======== DOCUMENT SOURCE

En attendant les lectures politiques et critiques que nous réserve l’avenir, conformément au sens profond des pitreries du bouffon, on retiendra la dimension aussi humoristique que poétique de cette entreprise, dans laquelle il semble que l’artiste ait tourné le dos au sérieux pour s’affranchir des malheurs de notre époque. Pourtant, il ne s’agit pas tant de se cacher dans le jeu que d’y puiser la force d’une mise au carré de l’irrationnel. Cette stratégie subversive est souvent la réponse des opprimés au capital débordant, aux mécanismes du pouvoir et aux idéologies désincarnées.

================

CONSIGNES ::
[1] Résumez en deux phrases le document source sur l'entreprise de l'artiste.
[2] Prolongez le document source sur l'entreprise de l'artiste en reprenant après sa dernière phrase.
Les items ne servent pas ici.

======== DONNÉES

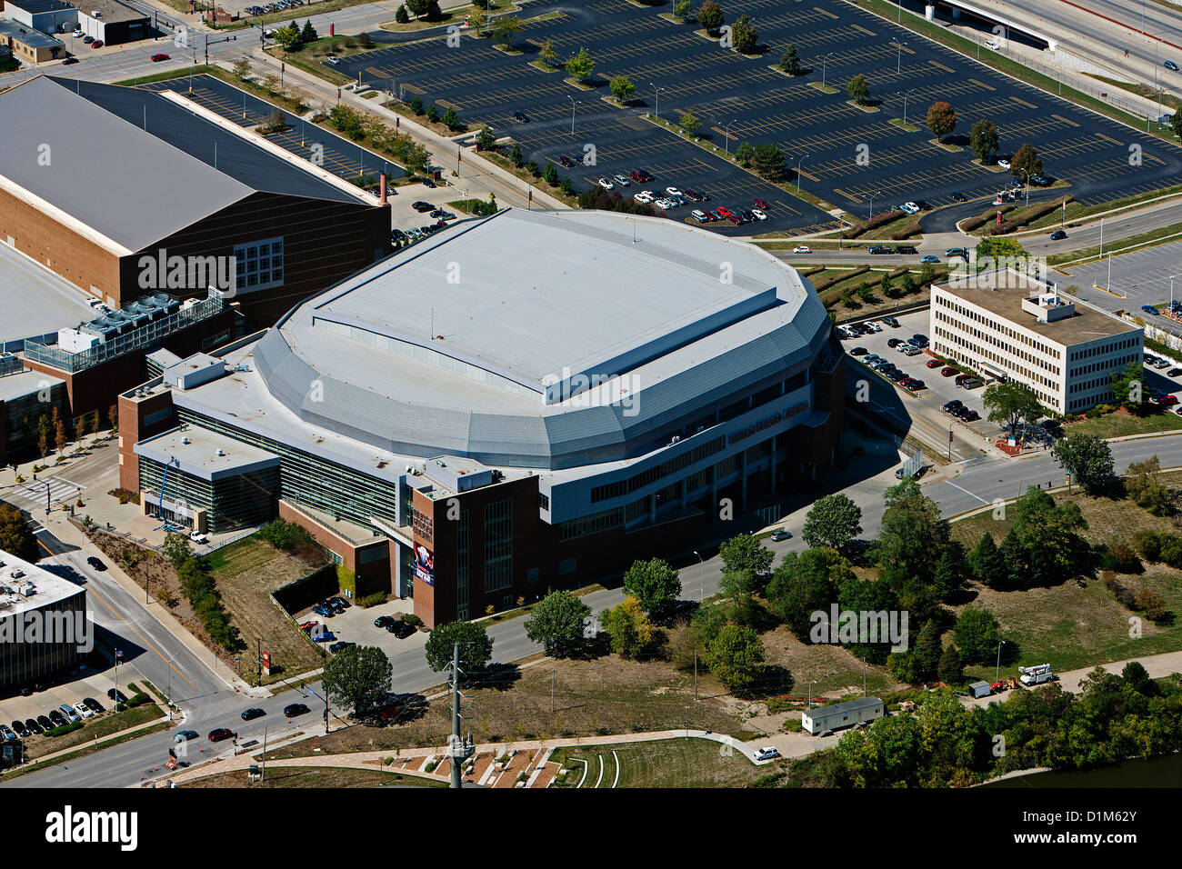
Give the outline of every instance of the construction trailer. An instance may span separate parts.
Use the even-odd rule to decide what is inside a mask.
[[[1051,664],[1048,663],[1038,663],[1033,667],[1019,667],[1018,672],[1022,674],[1019,681],[1026,686],[1043,685],[1044,682],[1058,679],[1058,676],[1051,672]]]
[[[988,682],[972,682],[968,686],[968,694],[972,698],[987,698],[993,693],[993,686]]]
[[[883,701],[878,698],[859,698],[844,703],[817,706],[807,709],[800,716],[800,724],[806,733],[817,735],[825,731],[873,721],[886,713]]]

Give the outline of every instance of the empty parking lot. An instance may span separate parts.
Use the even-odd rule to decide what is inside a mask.
[[[1071,193],[1084,202],[1182,181],[1177,148],[1006,78],[850,4],[739,0],[723,8],[728,20],[752,17],[767,46],[762,56],[721,48],[696,34],[696,25],[661,18],[665,7],[540,0],[527,4],[519,17],[557,14],[526,24],[514,40],[521,54],[506,54],[472,35],[448,47],[440,34],[355,54],[336,69],[405,99],[417,95],[441,110],[454,106],[469,123],[512,135],[527,160],[539,164],[564,155],[577,160],[591,144],[593,167],[580,163],[560,170],[578,189],[602,175],[644,168],[660,186],[704,188],[716,205],[749,207],[755,196],[766,199],[773,205],[772,220],[760,225],[761,231],[817,227],[829,215],[709,149],[722,153],[743,141],[773,142],[787,155],[793,183],[799,167],[804,190],[858,216],[869,214],[871,196],[876,212],[909,199],[940,206],[953,202],[954,194],[992,196],[1008,179],[975,166],[967,147],[948,151],[930,143],[926,127],[905,132],[890,123],[902,119],[904,100],[911,122],[922,122],[935,100],[952,103],[959,116],[953,141],[962,145],[973,123],[993,121],[1002,154],[1030,142],[1046,173],[1070,181]],[[564,60],[585,47],[596,61],[597,86],[579,90],[563,80],[561,71],[531,66],[547,39]],[[790,43],[806,74],[790,78],[769,69]],[[847,102],[845,87],[858,73],[870,82],[876,111]],[[606,82],[616,74],[629,76],[637,86],[628,109],[600,98],[609,95]],[[823,77],[837,93],[811,86]],[[691,109],[708,149],[645,121],[643,115],[656,111],[657,102],[661,117],[674,122]],[[526,112],[528,123],[515,122],[514,111]],[[1139,148],[1134,162],[1131,145]]]

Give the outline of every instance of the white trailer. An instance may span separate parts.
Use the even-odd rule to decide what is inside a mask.
[[[1019,667],[1018,672],[1022,674],[1018,681],[1026,686],[1043,685],[1044,682],[1058,679],[1058,676],[1051,672],[1051,664],[1048,663],[1038,663],[1033,667]]]

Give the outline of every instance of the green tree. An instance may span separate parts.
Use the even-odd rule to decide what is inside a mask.
[[[998,125],[988,118],[981,118],[973,124],[968,134],[968,141],[973,148],[973,155],[985,166],[993,162],[994,155],[1001,147]]]
[[[982,585],[1004,585],[1008,578],[1006,559],[998,549],[998,544],[993,541],[993,534],[988,531],[981,536],[981,541],[973,550],[969,566],[973,570],[973,578]]]
[[[25,515],[7,501],[0,501],[0,550],[26,562],[35,562],[40,551]]]
[[[1119,371],[1109,375],[1112,378],[1112,393],[1116,400],[1129,408],[1130,413],[1139,414],[1149,407],[1144,394],[1144,367],[1138,362],[1130,362]]]
[[[652,622],[644,614],[641,602],[631,595],[604,610],[599,621],[611,638],[611,650],[622,657],[636,657],[652,642]]]
[[[435,625],[427,637],[427,666],[439,673],[452,663],[452,650],[460,643],[461,669],[466,673],[483,669],[493,656],[493,638],[485,625],[475,622],[447,622]]]
[[[739,15],[730,26],[730,44],[740,54],[752,54],[759,48],[759,33],[751,15]]]
[[[578,53],[566,61],[566,74],[576,82],[584,82],[595,72],[595,60],[587,54],[586,48],[579,48]]]
[[[772,568],[774,553],[752,534],[736,534],[719,546],[723,571],[746,570],[753,576],[766,573]]]
[[[937,100],[928,106],[928,129],[942,140],[956,129],[956,110],[949,103]]]
[[[983,607],[966,607],[953,627],[953,637],[960,648],[962,662],[987,663],[996,655],[1001,625]]]
[[[1004,424],[1011,435],[1017,434],[1020,423],[1033,422],[1043,415],[1038,393],[1028,384],[1018,381],[989,385],[981,401],[988,411],[989,422]]]
[[[636,560],[624,573],[624,594],[639,601],[645,612],[657,612],[677,599],[681,578],[661,558]]]
[[[845,92],[850,95],[852,99],[858,105],[864,105],[868,99],[870,99],[870,83],[866,77],[860,72],[850,79],[850,84],[845,86]]]
[[[965,664],[961,663],[960,653],[956,651],[956,647],[952,643],[948,644],[940,656],[936,675],[940,676],[940,681],[944,685],[960,685],[965,681]]]
[[[779,67],[790,76],[799,76],[801,71],[800,58],[797,56],[795,44],[788,45],[780,56]]]
[[[727,624],[706,646],[710,673],[735,694],[748,692],[764,669],[764,643],[752,628]]]
[[[829,546],[844,552],[860,533],[862,507],[846,494],[833,494],[813,502],[800,536],[810,546]]]
[[[714,0],[706,0],[697,9],[697,22],[702,25],[707,33],[714,33],[722,26],[726,19],[722,8]]]
[[[385,703],[394,667],[376,646],[349,646],[329,659],[320,676],[324,692],[337,706],[364,715]]]
[[[1129,465],[1124,487],[1129,497],[1154,515],[1169,515],[1173,512],[1170,492],[1162,485],[1160,473],[1161,461],[1157,456]]]
[[[160,552],[173,564],[174,569],[193,558],[193,546],[189,545],[189,538],[175,531],[164,534],[164,543],[161,544]]]
[[[1108,441],[1097,435],[1060,437],[1051,448],[1051,455],[1087,494],[1096,494],[1112,480],[1112,450]]]
[[[755,145],[751,162],[755,173],[768,181],[780,181],[784,177],[784,151],[771,142]]]
[[[1039,160],[1034,145],[1026,143],[1014,153],[1014,158],[1009,161],[1009,171],[1015,179],[1043,174],[1043,161]]]
[[[628,76],[616,76],[611,79],[609,87],[611,87],[611,95],[621,103],[626,103],[636,96],[636,85]]]
[[[547,655],[563,657],[583,646],[591,608],[570,591],[552,591],[534,604],[525,620],[525,635],[541,643]]]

================

RÉPONSES ::
[1] Cette entreprise se distingue par une dimension à la fois humoristique et poétique, l'artiste semblant avoir tourné le dos au sérieux pour s'affranchir des malheurs de notre époque. Il ne s'agit pourtant pas de se cacher dans le jeu, mais d'y puiser la force d'une mise au carré de l'irrationnel, stratégie subversive souvent employée par les opprimés face au capital débordant, aux mécanismes du pouvoir et aux idéologies désincarnées.

[2]
Elina Brotherus et Vera Nevanlinna réalisent la plupart de leurs prises de vues dans la nature ou dans des intérieurs dépouillés, comme pour marquer leur refus du culte de la consommation. Elles se refusent également à apparaître comme des objets de désir, et donc de consommation — elles ne se maquillent pas, ne cachent pas leur âge. Ce qui ne veut pas dire qu’elles rejettent l’esthétique — les images qui résultent de leurs actions sont résolument belles, bien agencées, et donnent plaisir à voir.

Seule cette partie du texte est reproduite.